TASK ITEM:
Copy the text on opioid use and pneumococcal disease from "Nicholas Bakalar summed" to "humans are unknown.", changing "oxycodone" to "morphine".

READING TEXT:

# # # # #

“Opioid Analgesic Use and Risk for Invasive Pneumococcal Diseases: A Nested Case–Control Study,” by Dr. Andrew Wiese of Vanderbilt University colleagues, was published in Annals of Internal Medicine March 20.
Nicholas Bakalar summed the study up neatly in the New York Times: “People with invasive pneumonococcal disease disease were 62 percent more likely than those in the control group to be using prescription opioids. The association was strongest for high-potency drugs like oxycodone and for long-acting drugs like fentanyl and methadone.”
Here’s the abstract:
Although certain opioid analgesics have immunosuppressive properties and increase the risk for infections in animals, the clinical effects of prescription opioid use on infection risk among humans are unknown.

# # # # #

(Referring expression grounding data)

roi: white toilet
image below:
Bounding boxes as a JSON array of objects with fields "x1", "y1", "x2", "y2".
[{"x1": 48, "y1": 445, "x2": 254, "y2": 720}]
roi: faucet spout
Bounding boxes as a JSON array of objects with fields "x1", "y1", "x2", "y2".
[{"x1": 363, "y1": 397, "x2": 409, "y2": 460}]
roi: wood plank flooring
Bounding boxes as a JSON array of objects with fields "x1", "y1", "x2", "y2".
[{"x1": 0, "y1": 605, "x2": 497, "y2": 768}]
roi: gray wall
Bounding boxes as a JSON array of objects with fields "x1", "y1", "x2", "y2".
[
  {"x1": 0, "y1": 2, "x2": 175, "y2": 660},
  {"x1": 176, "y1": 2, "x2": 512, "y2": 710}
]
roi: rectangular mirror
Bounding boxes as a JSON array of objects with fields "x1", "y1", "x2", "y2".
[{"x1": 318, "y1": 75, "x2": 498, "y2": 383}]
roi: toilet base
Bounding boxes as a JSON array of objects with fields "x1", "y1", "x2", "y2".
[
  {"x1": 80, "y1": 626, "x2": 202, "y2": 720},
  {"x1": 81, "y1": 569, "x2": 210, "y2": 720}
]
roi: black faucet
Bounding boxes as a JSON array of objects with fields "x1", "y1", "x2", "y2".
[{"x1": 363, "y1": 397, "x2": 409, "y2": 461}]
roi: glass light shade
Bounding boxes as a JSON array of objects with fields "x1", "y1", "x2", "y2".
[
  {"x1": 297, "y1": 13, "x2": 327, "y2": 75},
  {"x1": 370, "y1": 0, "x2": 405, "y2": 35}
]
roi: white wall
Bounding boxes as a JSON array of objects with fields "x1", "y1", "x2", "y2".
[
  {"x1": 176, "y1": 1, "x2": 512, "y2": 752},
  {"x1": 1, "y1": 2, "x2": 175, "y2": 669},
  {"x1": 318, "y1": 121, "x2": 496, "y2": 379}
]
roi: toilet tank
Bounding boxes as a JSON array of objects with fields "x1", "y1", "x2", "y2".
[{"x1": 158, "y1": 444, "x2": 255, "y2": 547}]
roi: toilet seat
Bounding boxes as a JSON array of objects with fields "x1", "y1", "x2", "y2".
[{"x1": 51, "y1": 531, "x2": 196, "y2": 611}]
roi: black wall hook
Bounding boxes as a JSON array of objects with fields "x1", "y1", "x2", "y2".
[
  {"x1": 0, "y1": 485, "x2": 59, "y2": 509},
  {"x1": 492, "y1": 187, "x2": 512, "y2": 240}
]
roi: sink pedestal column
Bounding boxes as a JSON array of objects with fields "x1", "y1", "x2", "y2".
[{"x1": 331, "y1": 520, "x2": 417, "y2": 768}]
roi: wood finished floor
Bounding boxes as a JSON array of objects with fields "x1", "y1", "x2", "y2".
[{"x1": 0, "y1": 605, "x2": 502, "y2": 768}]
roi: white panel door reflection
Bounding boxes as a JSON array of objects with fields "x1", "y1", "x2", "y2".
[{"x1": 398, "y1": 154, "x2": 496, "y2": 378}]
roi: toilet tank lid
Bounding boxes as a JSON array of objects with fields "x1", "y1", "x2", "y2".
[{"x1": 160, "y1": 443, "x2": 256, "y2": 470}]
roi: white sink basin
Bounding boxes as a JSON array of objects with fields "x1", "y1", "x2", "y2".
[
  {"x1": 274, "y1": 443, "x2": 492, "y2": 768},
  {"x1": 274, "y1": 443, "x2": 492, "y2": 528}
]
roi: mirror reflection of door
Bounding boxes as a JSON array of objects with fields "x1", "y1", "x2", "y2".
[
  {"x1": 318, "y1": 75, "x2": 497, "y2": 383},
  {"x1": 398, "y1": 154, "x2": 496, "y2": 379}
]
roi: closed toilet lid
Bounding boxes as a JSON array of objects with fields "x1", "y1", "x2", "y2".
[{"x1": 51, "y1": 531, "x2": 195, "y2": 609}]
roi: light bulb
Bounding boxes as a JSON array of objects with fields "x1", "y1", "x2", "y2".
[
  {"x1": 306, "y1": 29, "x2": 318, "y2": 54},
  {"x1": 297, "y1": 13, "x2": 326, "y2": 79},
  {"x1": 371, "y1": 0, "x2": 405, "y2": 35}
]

# # # # #

OUTPUT FOR THIS TASK:
Nicholas Bakalar summed the study up neatly in the New York Times: “People with invasive pneumonococcal disease disease were 62 percent more likely than those in the control group to be using prescription opioids. The association was strongest for high-potency drugs like morphine and for long-acting drugs like fentanyl and methadone.”
Here’s the abstract:
Although certain opioid analgesics have immunosuppressive properties and increase the risk for infections in animals, the clinical effects of prescription opioid use on infection risk among humans are unknown.